Para el caso de las personas, aún están todos aquellos niños con los que tuve el destino de compartir los primeros años de escuela. Sus rostros correspondían a la picardía de un despertar hacia la vida, a la tristeza de quienes han perdido una madre demasiado pronto, a la maldad naciente de un niño malcriado, a ser el número cuatro de seis, a una carita obesa que atraerá los mejores apodos, a la alegría y suerte de quien tuvo un buen núcleo, y a quien por el contrario, no tenía nada. Sus nombres los he olvidado, pero sus caras están ahí, colgadas como los primeros contactos con la vida real en una memoria infantil.

Pedro Lemebel, autor chileno de “La historia de Margarito”, cuenta la circunstancia particular de un niño que encarnaba la tristeza. Su cuerpo, atraído hacia el suelo como si al nacer le hubiera tocado un peso más fuerte por llevar, hacía de su semblante una desolación humana con la capacidad de la palabra. Por supuesto, sus habilidades para relacionarse en la escuela fueron absolutamente nulas.

(Registros):

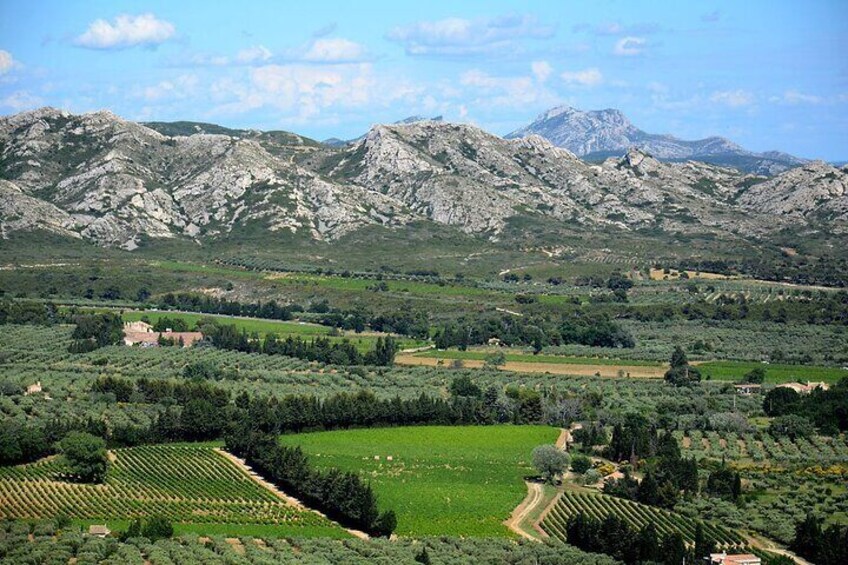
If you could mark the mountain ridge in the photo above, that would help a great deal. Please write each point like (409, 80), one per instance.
(114, 182)
(597, 134)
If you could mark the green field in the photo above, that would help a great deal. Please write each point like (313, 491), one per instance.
(280, 328)
(442, 480)
(529, 358)
(735, 370)
(250, 325)
(193, 486)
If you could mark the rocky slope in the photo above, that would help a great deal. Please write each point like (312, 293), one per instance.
(115, 182)
(598, 134)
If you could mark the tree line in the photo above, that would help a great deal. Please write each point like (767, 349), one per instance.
(578, 327)
(343, 496)
(319, 349)
(796, 414)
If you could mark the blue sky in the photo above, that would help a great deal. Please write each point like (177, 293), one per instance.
(769, 75)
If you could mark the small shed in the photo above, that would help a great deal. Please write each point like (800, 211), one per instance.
(98, 530)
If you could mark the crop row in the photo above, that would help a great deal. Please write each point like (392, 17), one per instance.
(634, 514)
(185, 484)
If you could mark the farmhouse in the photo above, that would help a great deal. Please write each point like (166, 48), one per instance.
(748, 389)
(100, 531)
(807, 388)
(142, 334)
(733, 559)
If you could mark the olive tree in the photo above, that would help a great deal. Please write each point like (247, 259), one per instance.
(550, 461)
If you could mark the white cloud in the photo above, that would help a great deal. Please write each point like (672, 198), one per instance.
(795, 97)
(629, 46)
(733, 98)
(586, 77)
(21, 100)
(334, 50)
(459, 36)
(7, 62)
(541, 70)
(253, 54)
(178, 88)
(126, 31)
(302, 92)
(488, 92)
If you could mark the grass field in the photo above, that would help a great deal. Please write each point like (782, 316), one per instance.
(460, 481)
(281, 328)
(529, 358)
(735, 370)
(193, 486)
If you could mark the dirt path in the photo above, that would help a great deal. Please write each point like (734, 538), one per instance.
(288, 499)
(633, 371)
(769, 545)
(537, 524)
(534, 497)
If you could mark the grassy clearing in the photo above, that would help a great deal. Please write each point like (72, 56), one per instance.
(262, 327)
(394, 286)
(282, 329)
(735, 370)
(529, 358)
(460, 481)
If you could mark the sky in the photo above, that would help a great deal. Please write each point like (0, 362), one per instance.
(766, 74)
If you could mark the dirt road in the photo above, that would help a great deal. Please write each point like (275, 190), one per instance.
(535, 496)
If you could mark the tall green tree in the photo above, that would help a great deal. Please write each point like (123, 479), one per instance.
(86, 456)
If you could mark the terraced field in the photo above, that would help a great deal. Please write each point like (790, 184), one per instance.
(763, 448)
(637, 515)
(186, 484)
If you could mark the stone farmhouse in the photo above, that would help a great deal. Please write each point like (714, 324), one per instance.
(733, 559)
(807, 388)
(142, 335)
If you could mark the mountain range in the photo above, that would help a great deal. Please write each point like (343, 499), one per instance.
(599, 134)
(116, 183)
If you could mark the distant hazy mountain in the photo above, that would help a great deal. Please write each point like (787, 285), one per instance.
(599, 134)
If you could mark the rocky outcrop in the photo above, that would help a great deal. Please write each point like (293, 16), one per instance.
(600, 133)
(816, 192)
(115, 182)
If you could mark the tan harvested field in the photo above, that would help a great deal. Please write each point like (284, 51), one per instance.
(588, 370)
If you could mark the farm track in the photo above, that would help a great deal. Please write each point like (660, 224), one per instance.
(634, 371)
(535, 495)
(279, 493)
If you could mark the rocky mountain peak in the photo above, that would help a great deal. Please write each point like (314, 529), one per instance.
(113, 182)
(603, 133)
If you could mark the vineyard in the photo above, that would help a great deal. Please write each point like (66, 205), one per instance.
(184, 484)
(637, 515)
(39, 543)
(457, 480)
(761, 448)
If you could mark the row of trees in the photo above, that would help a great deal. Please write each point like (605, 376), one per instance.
(826, 409)
(825, 546)
(667, 474)
(343, 496)
(96, 330)
(536, 331)
(319, 349)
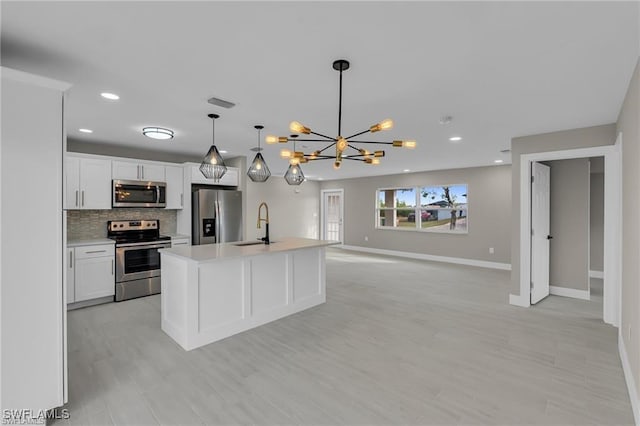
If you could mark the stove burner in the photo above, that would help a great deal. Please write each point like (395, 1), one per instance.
(135, 231)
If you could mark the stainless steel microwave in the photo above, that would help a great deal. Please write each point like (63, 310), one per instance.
(134, 193)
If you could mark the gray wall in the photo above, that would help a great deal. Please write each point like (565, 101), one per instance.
(293, 210)
(489, 214)
(569, 248)
(596, 219)
(74, 145)
(629, 124)
(556, 141)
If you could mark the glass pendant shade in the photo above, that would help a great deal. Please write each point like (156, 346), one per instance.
(258, 171)
(213, 166)
(294, 175)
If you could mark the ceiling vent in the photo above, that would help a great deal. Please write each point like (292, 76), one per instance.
(221, 102)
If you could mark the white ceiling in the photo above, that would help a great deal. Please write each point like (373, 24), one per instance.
(501, 69)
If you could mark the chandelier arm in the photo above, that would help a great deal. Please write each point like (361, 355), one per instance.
(373, 142)
(309, 140)
(322, 158)
(340, 106)
(358, 134)
(324, 136)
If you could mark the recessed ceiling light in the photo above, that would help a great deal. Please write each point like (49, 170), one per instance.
(445, 119)
(157, 133)
(110, 96)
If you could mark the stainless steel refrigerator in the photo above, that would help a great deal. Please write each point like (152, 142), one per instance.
(216, 216)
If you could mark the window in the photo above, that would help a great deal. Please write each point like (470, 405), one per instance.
(436, 208)
(395, 206)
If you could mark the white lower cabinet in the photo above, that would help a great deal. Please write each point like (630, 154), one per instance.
(92, 273)
(71, 276)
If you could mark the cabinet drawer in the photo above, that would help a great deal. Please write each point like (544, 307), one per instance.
(101, 250)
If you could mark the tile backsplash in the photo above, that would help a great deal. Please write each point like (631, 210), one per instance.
(89, 224)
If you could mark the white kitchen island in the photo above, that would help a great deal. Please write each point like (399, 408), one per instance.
(214, 291)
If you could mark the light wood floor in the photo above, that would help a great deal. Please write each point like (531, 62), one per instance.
(398, 342)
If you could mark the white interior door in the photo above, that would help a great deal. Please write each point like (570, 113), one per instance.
(332, 215)
(540, 214)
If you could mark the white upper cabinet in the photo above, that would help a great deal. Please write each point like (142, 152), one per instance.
(230, 178)
(129, 170)
(88, 183)
(175, 187)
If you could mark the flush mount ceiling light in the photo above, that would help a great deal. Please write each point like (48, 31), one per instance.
(213, 166)
(345, 148)
(157, 133)
(258, 171)
(110, 96)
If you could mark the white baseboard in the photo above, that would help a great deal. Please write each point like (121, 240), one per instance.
(628, 377)
(421, 256)
(517, 300)
(569, 292)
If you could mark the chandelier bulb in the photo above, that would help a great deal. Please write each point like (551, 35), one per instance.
(383, 125)
(341, 144)
(297, 127)
(285, 153)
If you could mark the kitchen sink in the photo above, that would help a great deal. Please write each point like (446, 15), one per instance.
(249, 243)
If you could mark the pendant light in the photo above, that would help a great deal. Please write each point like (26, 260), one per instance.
(213, 166)
(294, 175)
(258, 171)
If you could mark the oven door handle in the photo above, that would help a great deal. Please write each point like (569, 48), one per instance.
(144, 245)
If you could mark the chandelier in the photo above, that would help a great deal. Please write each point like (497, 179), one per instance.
(339, 148)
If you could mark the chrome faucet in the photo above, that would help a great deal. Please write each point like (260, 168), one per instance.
(266, 222)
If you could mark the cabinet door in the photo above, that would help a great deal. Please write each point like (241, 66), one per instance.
(95, 184)
(72, 183)
(71, 286)
(126, 170)
(152, 172)
(175, 187)
(95, 277)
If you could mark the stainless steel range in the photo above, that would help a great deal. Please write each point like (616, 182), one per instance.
(137, 257)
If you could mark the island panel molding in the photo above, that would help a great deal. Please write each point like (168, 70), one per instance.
(214, 291)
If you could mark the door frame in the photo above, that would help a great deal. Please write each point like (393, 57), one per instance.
(322, 214)
(612, 223)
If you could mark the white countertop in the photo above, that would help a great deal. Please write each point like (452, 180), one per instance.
(92, 242)
(174, 236)
(212, 252)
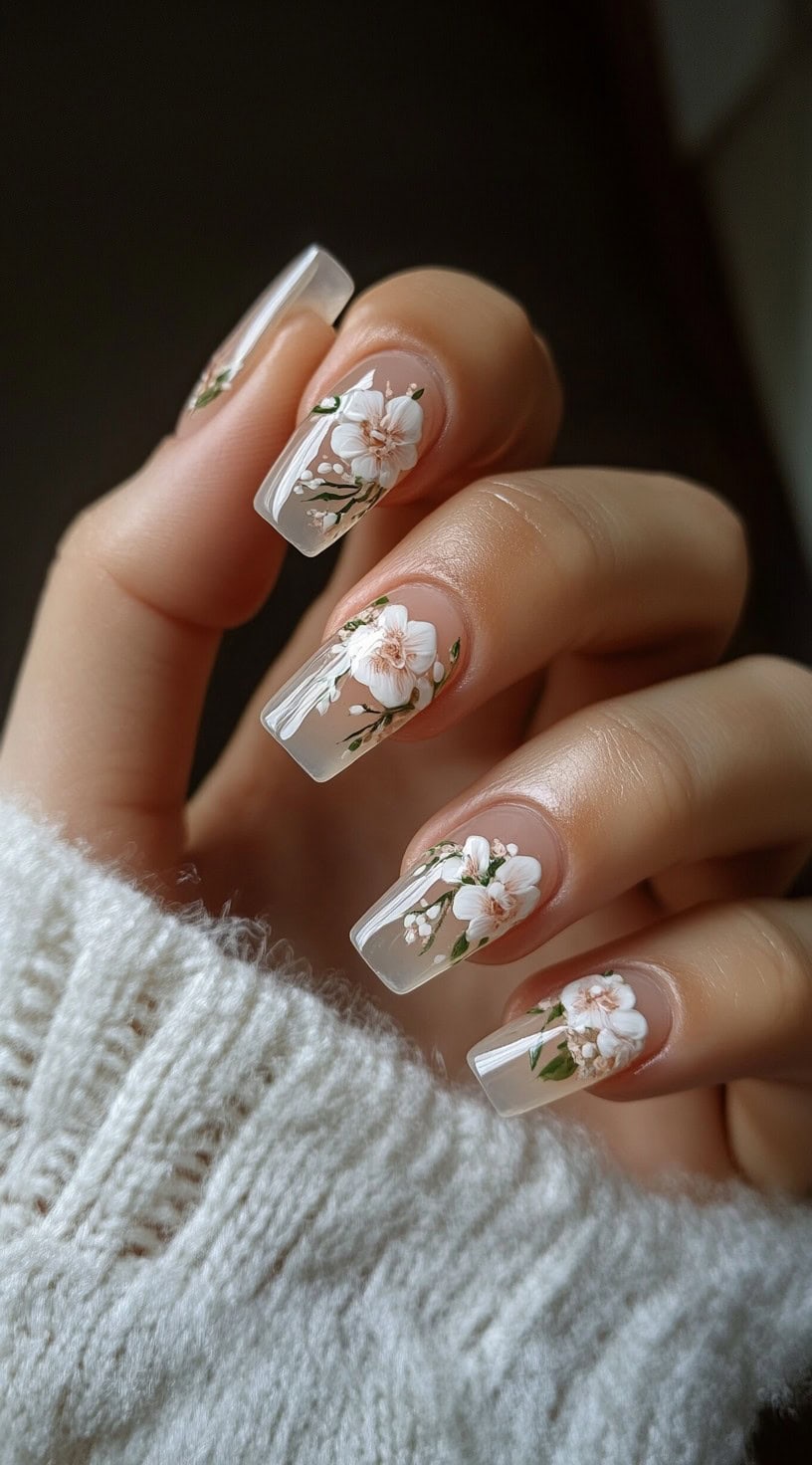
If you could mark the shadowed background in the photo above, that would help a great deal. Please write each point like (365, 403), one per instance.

(Las tareas):
1. Responde a partir del texto fuente:
(a) ¿Qué se ha olvidado de aquellos compañeros de los primeros años de escuela?
(b) ¿De qué nacionalidad es Pedro Lemebel?
(c) ¿Cómo fueron las habilidades del niño descrito por Lemebel para relacionarse en la escuela?
2. Enumera, copiándolas completas, todas las líneas de los registros que contienen la palabra "kitchen".

(Soluciones por tarea):
1.
(a) Sus nombres.
(b) Chilena.
(c) Absolutamente nulas.

2.
If you could mark the white kitchen island in the photo above, that would help a great deal. Please write each point like (399, 408), one per instance.
If you could mark the kitchen sink in the photo above, that would help a great deal. Please write each point like (446, 15), one per instance.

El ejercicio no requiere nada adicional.